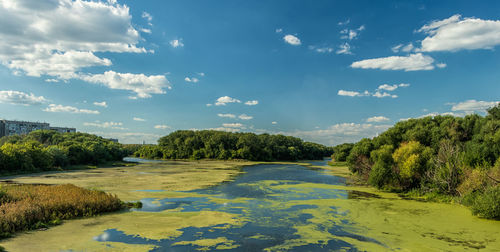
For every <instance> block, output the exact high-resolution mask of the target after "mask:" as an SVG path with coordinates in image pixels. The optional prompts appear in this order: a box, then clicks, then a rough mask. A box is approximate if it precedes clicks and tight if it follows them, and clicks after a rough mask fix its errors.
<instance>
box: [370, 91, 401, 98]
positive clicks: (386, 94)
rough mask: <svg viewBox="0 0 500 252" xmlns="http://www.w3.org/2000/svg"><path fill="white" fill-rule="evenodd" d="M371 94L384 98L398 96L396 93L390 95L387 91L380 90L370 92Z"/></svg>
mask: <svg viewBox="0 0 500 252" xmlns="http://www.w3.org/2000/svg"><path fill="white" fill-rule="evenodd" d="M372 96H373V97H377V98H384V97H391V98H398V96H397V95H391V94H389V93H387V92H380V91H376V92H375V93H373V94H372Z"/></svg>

--

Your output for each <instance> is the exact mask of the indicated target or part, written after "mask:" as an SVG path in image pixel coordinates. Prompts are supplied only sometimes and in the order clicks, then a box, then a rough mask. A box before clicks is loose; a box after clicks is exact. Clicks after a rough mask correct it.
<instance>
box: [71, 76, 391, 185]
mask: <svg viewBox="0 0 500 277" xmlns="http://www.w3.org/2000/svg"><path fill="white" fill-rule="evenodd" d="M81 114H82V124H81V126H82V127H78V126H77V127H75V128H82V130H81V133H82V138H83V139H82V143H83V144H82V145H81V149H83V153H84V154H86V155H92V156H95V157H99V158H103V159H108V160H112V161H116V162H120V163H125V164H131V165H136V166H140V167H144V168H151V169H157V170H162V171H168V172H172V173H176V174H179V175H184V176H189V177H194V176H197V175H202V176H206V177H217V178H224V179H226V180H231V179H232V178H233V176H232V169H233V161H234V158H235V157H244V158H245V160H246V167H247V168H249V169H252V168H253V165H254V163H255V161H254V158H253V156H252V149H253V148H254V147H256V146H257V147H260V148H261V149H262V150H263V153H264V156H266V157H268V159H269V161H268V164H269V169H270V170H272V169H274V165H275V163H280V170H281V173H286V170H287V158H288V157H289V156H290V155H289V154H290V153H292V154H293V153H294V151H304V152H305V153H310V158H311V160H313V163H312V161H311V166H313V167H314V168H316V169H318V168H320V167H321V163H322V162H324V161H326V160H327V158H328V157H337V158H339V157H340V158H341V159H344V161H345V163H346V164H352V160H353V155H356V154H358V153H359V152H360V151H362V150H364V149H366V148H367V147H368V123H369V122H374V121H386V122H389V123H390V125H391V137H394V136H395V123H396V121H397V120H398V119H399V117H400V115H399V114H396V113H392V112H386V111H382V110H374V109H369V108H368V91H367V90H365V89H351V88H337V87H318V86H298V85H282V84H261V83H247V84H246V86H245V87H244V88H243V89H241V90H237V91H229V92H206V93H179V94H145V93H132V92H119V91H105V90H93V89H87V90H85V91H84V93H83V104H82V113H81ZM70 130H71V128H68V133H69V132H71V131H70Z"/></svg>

...

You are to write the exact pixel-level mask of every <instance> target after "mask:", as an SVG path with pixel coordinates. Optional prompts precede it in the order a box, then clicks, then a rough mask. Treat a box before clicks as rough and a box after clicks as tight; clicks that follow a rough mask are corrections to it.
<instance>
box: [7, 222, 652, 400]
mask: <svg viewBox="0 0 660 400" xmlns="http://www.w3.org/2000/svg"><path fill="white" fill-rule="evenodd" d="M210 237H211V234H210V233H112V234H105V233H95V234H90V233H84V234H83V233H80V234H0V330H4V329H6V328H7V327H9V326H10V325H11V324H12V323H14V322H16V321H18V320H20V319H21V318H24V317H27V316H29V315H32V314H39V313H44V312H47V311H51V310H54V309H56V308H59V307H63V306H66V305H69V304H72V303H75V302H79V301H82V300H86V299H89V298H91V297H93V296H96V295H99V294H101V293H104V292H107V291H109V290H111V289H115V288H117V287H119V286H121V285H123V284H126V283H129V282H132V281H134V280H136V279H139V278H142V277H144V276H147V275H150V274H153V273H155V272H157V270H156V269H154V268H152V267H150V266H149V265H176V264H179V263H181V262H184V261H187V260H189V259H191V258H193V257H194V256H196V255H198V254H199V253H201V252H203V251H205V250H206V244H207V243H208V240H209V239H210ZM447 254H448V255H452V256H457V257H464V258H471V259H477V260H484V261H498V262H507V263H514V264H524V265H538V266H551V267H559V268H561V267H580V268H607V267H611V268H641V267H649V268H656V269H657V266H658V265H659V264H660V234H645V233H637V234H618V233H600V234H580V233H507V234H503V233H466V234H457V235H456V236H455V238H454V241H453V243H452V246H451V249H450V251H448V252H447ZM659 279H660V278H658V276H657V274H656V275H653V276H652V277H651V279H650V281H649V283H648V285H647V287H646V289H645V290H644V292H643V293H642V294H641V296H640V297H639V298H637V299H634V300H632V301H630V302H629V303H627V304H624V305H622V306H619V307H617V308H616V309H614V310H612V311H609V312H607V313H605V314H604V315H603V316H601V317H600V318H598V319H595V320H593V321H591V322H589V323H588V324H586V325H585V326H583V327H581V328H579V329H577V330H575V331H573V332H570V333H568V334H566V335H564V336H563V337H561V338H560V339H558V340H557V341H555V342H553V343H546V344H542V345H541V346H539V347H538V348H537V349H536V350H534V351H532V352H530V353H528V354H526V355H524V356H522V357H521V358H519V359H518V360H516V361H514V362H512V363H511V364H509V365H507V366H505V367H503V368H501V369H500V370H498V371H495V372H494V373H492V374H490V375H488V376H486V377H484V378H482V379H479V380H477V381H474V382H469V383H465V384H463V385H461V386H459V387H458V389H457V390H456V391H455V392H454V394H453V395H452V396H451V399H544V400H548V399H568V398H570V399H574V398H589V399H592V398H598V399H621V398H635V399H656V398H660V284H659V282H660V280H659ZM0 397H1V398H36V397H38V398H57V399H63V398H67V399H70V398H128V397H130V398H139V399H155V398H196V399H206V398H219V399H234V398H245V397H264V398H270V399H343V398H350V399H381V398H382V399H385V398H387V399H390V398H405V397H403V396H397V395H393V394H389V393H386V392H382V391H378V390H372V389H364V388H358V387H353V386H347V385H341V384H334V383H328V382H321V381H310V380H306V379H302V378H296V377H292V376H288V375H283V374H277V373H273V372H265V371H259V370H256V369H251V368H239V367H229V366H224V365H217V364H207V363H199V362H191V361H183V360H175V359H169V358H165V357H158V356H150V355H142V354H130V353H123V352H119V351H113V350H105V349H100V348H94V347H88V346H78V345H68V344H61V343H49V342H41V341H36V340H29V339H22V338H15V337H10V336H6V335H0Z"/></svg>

TASK OBJECTIVE » The entries above hold a line with "For every <instance>" and a later line with "positive clicks: (386, 94)". Write out exactly those lines and all lines between, nothing more.

OUTPUT FOR THIS TASK »
For every <instance> block, output the exact high-resolution mask of the target after "mask:" as an SVG path with coordinates in image pixels. The optional prompts appear in this order: a box, then clicks, then a rough mask. A box is approximate if it precedes clicks and tight if it follows them, and clicks after a rough mask fix its errors.
<instance>
box: [370, 91, 401, 98]
positive clicks: (386, 94)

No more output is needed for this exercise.